* **Requirements**
Please answer these questions from the post on self-realization:
1. What has the writer been experiencing these past few weeks?
2. What does the writer pray for every day?
3. Where has the writer discarded each tiny piece of the puzzle?

* **Provided text**

/---

I have been experiencing these awesome 'eureka' moments these past few weeks. I imagine that it's all part of a long drawn process of self-realisation that will continue for the extent of my life, however long or short that may tend to be. But I also feel immensely grateful for the journey, and the point at which I now find myself.
Theres so much I want to pen here. So much that I want to document, for myself, and to share with erstwhile readers. Because, everyday I pray for answers to the muddle of questions in my forever inquiring childlike mind. And everyday, I may have failed to see the answers.
My quest for the bowl of marshmallows in my eye-line has kept me striving without wanting to enjoy the view of a far bigger reality.
What an amazing reality it is!
I feel like the universe has let me in on a little secret. And I have this incredulous feeling that the secret is only the key to many more. Every single day, I have received a tiny piece of the puzzle, only to discard them into my box of seeming nothingness.

\---

* **Data shown**

/---

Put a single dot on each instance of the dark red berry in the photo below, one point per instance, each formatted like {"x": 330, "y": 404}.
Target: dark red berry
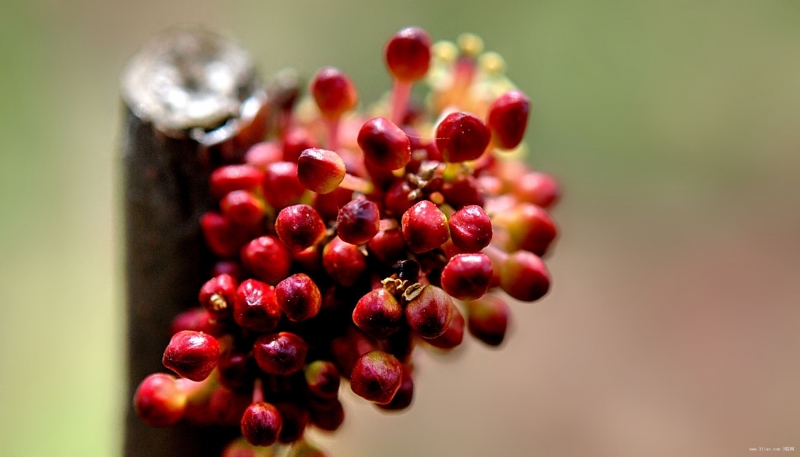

\---

* **Worked answer**
1. Awesome "eureka" moments.
2. Answers to the muddle of questions in the writer's forever inquiring childlike mind.
3. Into the writer's box of seeming nothingness.